▶ **Exercise text**:
------------------------------
- Interactive map of Castillo de Bellver oil spill
- Location: Saldanha Bay, Cape Town, South Africa
- Coordinates: 33°16.55′S 17°30.28′E﻿ / ﻿33.27583°S 17.50467°E
- Date: 6 August 1983

Cause
- Cause: fire

Spill characteristics
- Volume: 145,000-170,000 tonnes (176,000-210,000 cubic metres)

= Castillo de Bellver oil spill =

1983 oil spill off the coast of South Africa

The MT Castillo de Bellver oil spill began on 6 August 1983, when the Spanish tanker caught on fire off Saldanha Bay, approximately 70 miles northwest of Cape Town, South Africa. It was carrying 250,000 tonnes (300,000 cubic metres) of light crude oil, and was traveling through an environmentally sensitive area known for its seabird rookeries and important commercial fishing grounds. The burning vessel was abandoned and broke apart after drifting offshore. Three crew were lost. The stern capsized and sunk and the bow was sunk using explosives. A total of 145,000-170,000 tonnes (176,000-210,000 cubic metres) of oil entered the sea. Onshore impacts were considered negligible as the slick traveled seaward. The only visible impact was the oiling of 1,500 gannets that were on a nearby island.

== Ship ==

The Castillo de Bellver was built in 1978 to carry light crude oil.

== Incident ==
On 6 August 1983, the Spanish oil tanker Castillo de Bellver was en route from the Persian Gulf to Spain transporting 250,000 tonnes (300,000 cubic metres) of light crude oil.

Around 80 km off Table Bay, South Africa, it exploded and proceeded to burn. The crew abandoned the ship, which proceeded to drift off the coast, eventually breaking in two at around 10 a.m. Approximately 50000–60000 tonnes of light crude was initially spilled into the sea, creating a flaming oil slick. By mid-morning, the ship trailed an oil slick 20 mi long and 3 mi wide.
------------------------------
▶ **Data to examine**:

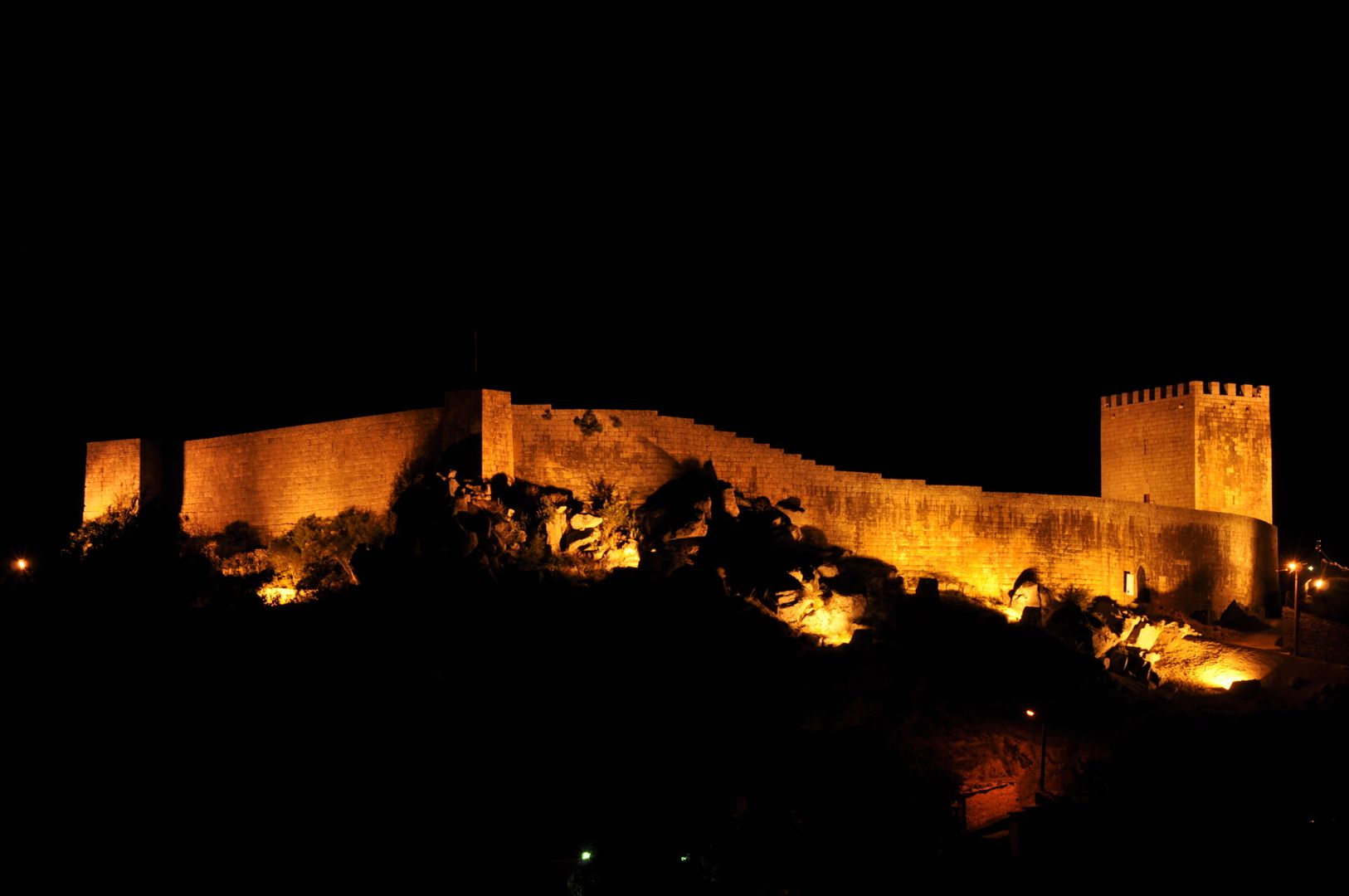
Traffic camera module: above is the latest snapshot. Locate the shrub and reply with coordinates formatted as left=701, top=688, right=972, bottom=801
left=267, top=508, right=388, bottom=590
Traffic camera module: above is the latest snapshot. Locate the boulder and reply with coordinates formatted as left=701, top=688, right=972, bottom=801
left=571, top=513, right=604, bottom=532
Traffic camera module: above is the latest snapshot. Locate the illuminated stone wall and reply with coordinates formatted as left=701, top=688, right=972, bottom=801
left=1101, top=383, right=1194, bottom=508
left=1196, top=383, right=1274, bottom=522
left=1101, top=381, right=1274, bottom=522
left=1283, top=607, right=1349, bottom=665
left=183, top=407, right=442, bottom=534
left=514, top=405, right=1278, bottom=610
left=85, top=383, right=1278, bottom=610
left=84, top=439, right=140, bottom=519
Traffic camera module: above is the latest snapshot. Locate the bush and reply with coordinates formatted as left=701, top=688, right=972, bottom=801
left=267, top=508, right=388, bottom=591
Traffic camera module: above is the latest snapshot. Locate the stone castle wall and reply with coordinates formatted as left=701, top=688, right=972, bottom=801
left=85, top=390, right=1278, bottom=610
left=1101, top=381, right=1274, bottom=522
left=514, top=405, right=1278, bottom=611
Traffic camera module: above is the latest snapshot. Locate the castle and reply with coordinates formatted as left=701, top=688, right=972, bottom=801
left=84, top=382, right=1278, bottom=611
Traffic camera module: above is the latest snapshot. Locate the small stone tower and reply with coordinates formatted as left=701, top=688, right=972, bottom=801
left=1101, top=382, right=1274, bottom=523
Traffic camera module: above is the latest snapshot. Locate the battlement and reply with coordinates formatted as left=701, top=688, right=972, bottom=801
left=85, top=382, right=1278, bottom=610
left=1101, top=379, right=1269, bottom=410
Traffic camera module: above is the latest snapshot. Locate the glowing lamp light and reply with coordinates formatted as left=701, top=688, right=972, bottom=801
left=1203, top=670, right=1249, bottom=691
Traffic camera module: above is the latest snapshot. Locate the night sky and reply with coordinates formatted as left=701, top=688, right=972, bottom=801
left=2, top=304, right=1349, bottom=585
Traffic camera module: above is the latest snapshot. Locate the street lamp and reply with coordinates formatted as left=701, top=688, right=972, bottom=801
left=1288, top=560, right=1326, bottom=655
left=1025, top=710, right=1049, bottom=796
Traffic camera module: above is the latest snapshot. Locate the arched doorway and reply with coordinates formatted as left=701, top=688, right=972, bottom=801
left=1138, top=564, right=1152, bottom=603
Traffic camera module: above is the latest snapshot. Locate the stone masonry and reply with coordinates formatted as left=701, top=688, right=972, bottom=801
left=85, top=383, right=1278, bottom=611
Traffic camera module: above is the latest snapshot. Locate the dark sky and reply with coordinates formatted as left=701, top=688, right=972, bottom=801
left=4, top=307, right=1349, bottom=577
left=0, top=95, right=1349, bottom=574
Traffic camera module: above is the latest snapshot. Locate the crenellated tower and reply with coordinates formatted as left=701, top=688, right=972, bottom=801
left=1101, top=382, right=1274, bottom=523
------------------------------
▶ **Problem requirements**:
Transcribe the whole text about the Castillo de Bellver oil spill, keeping every word, figure, and line exactly as they appear.

▶ **Written response**:
- Interactive map of Castillo de Bellver oil spill
- Location: Saldanha Bay, Cape Town, South Africa
- Coordinates: 33°16.55′S 17°30.28′E﻿ / ﻿33.27583°S 17.50467°E
- Date: 6 August 1983

Cause
- Cause: fire

Spill characteristics
- Volume: 145,000-170,000 tonnes (176,000-210,000 cubic metres)

= Castillo de Bellver oil spill =

1983 oil spill off the coast of South Africa

The MT Castillo de Bellver oil spill began on 6 August 1983, when the Spanish tanker caught on fire off Saldanha Bay, approximately 70 miles northwest of Cape Town, South Africa. It was carrying 250,000 tonnes (300,000 cubic metres) of light crude oil, and was traveling through an environmentally sensitive area known for its seabird rookeries and important commercial fishing grounds. The burning vessel was abandoned and broke apart after drifting offshore. Three crew were lost. The stern capsized and sunk and the bow was sunk using explosives. A total of 145,000-170,000 tonnes (176,000-210,000 cubic metres) of oil entered the sea. Onshore impacts were considered negligible as the slick traveled seaward. The only visible impact was the oiling of 1,500 gannets that were on a nearby island.

== Ship ==

The Castillo de Bellver was built in 1978 to carry light crude oil.

== Incident ==
On 6 August 1983, the Spanish oil tanker Castillo de Bellver was en route from the Persian Gulf to Spain transporting 250,000 tonnes (300,000 cubic metres) of light crude oil.

Around 80 km off Table Bay, South Africa, it exploded and proceeded to burn. The crew abandoned the ship, which proceeded to drift off the coast, eventually breaking in two at around 10 a.m. Approximately 50000–60000 tonnes of light crude was initially spilled into the sea, creating a flaming oil slick. By mid-morning, the ship trailed an oil slick 20 mi long and 3 mi wide.